-- Begin --

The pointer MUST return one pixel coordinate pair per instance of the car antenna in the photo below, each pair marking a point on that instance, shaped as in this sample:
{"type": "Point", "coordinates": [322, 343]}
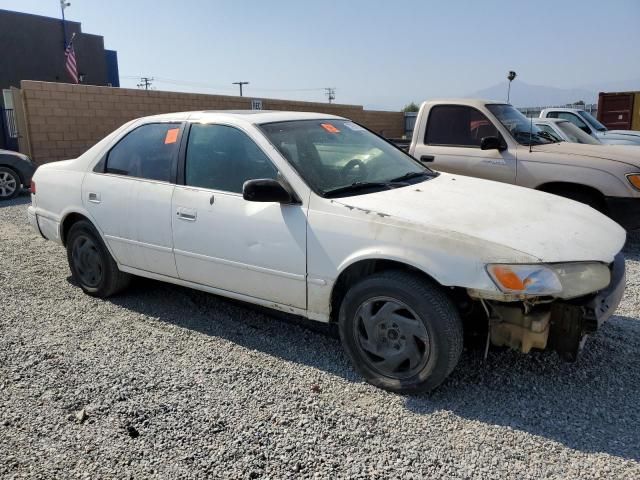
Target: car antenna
{"type": "Point", "coordinates": [530, 132]}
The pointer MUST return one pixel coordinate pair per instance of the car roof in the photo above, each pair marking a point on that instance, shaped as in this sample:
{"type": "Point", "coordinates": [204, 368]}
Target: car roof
{"type": "Point", "coordinates": [241, 116]}
{"type": "Point", "coordinates": [549, 120]}
{"type": "Point", "coordinates": [471, 102]}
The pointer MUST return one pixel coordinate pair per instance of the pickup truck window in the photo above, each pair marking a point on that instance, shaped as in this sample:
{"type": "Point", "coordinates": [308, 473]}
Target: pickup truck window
{"type": "Point", "coordinates": [592, 121]}
{"type": "Point", "coordinates": [341, 158]}
{"type": "Point", "coordinates": [576, 135]}
{"type": "Point", "coordinates": [458, 125]}
{"type": "Point", "coordinates": [147, 152]}
{"type": "Point", "coordinates": [521, 128]}
{"type": "Point", "coordinates": [550, 131]}
{"type": "Point", "coordinates": [220, 157]}
{"type": "Point", "coordinates": [573, 118]}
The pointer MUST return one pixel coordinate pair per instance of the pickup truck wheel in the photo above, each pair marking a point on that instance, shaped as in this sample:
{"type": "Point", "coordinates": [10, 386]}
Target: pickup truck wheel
{"type": "Point", "coordinates": [9, 183]}
{"type": "Point", "coordinates": [91, 264]}
{"type": "Point", "coordinates": [402, 333]}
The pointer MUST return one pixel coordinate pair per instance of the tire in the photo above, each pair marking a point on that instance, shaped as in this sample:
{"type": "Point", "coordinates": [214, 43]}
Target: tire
{"type": "Point", "coordinates": [10, 183]}
{"type": "Point", "coordinates": [386, 316]}
{"type": "Point", "coordinates": [91, 264]}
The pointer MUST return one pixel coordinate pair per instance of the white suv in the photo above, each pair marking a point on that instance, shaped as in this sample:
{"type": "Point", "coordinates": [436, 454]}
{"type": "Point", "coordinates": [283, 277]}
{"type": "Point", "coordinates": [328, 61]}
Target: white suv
{"type": "Point", "coordinates": [314, 215]}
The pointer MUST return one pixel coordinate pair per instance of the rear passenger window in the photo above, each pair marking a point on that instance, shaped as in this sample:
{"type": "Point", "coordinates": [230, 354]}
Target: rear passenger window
{"type": "Point", "coordinates": [223, 158]}
{"type": "Point", "coordinates": [458, 125]}
{"type": "Point", "coordinates": [147, 152]}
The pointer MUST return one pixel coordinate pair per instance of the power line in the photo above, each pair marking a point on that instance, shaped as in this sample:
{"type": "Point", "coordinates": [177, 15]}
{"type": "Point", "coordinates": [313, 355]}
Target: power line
{"type": "Point", "coordinates": [240, 85]}
{"type": "Point", "coordinates": [145, 82]}
{"type": "Point", "coordinates": [331, 93]}
{"type": "Point", "coordinates": [188, 83]}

-- End --

● **PROBLEM STATEMENT**: Write out the whole listing again, swapping "pickup truck" for "delivery van" and keeping everything else unchanged. Omit the pictures from your answer.

● **EXERCISE SOLUTION**:
The pointer MUST return one pixel coordinate pair per instance of the car antenna in the photo below, each pair marking a point on that instance, shaped as in this sample:
{"type": "Point", "coordinates": [322, 343]}
Target: car antenna
{"type": "Point", "coordinates": [530, 132]}
The pointer MUST return one pixel coordinate pair per instance of the car roof in the photo above, each pair marking a point on that instance, shaped as in this sample:
{"type": "Point", "coordinates": [204, 368]}
Target: car roof
{"type": "Point", "coordinates": [241, 116]}
{"type": "Point", "coordinates": [549, 120]}
{"type": "Point", "coordinates": [471, 102]}
The pointer MUST return one pixel coordinate pair per instance of the delivery van window in the photo above, each pair marking a point on that instance, shaped as in this sample:
{"type": "Point", "coordinates": [308, 473]}
Target: delivery van window
{"type": "Point", "coordinates": [592, 121]}
{"type": "Point", "coordinates": [341, 158]}
{"type": "Point", "coordinates": [576, 135]}
{"type": "Point", "coordinates": [458, 125]}
{"type": "Point", "coordinates": [147, 152]}
{"type": "Point", "coordinates": [521, 128]}
{"type": "Point", "coordinates": [550, 131]}
{"type": "Point", "coordinates": [220, 157]}
{"type": "Point", "coordinates": [573, 118]}
The pointer MUST return one pixel coordinate pair per instance of the delivery van wheel in the photo above, each pair marking a point on that instance, shaped as in this sample:
{"type": "Point", "coordinates": [10, 386]}
Target: delivery van wheel
{"type": "Point", "coordinates": [9, 183]}
{"type": "Point", "coordinates": [91, 264]}
{"type": "Point", "coordinates": [402, 333]}
The pointer MUST return one pixel coordinate pair per instance of the tire in the photo above, each pair marking a point on that instance, shaped as in this sample:
{"type": "Point", "coordinates": [214, 43]}
Target: tire
{"type": "Point", "coordinates": [10, 183]}
{"type": "Point", "coordinates": [386, 316]}
{"type": "Point", "coordinates": [91, 264]}
The pointer MUST return one pixel coordinate pair per instance of the white suv in the photo above, each pair marking a point on that instance, shaped as in this sample:
{"type": "Point", "coordinates": [436, 454]}
{"type": "Point", "coordinates": [283, 277]}
{"type": "Point", "coordinates": [328, 61]}
Target: white suv
{"type": "Point", "coordinates": [314, 215]}
The pointer MUST return one pixel coordinate pair per instance of the rear passenger window in the photo above, each pair marking a point on that instance, shaped as in this sample:
{"type": "Point", "coordinates": [230, 354]}
Target: rear passenger window
{"type": "Point", "coordinates": [223, 158]}
{"type": "Point", "coordinates": [458, 125]}
{"type": "Point", "coordinates": [147, 152]}
The pointer MUST return one pixel coordinate pair per instance of the power line in the photo above, each pair marking a point on that instance, shaped as in this sample:
{"type": "Point", "coordinates": [177, 15]}
{"type": "Point", "coordinates": [313, 355]}
Target: power line
{"type": "Point", "coordinates": [240, 85]}
{"type": "Point", "coordinates": [145, 82]}
{"type": "Point", "coordinates": [331, 93]}
{"type": "Point", "coordinates": [188, 83]}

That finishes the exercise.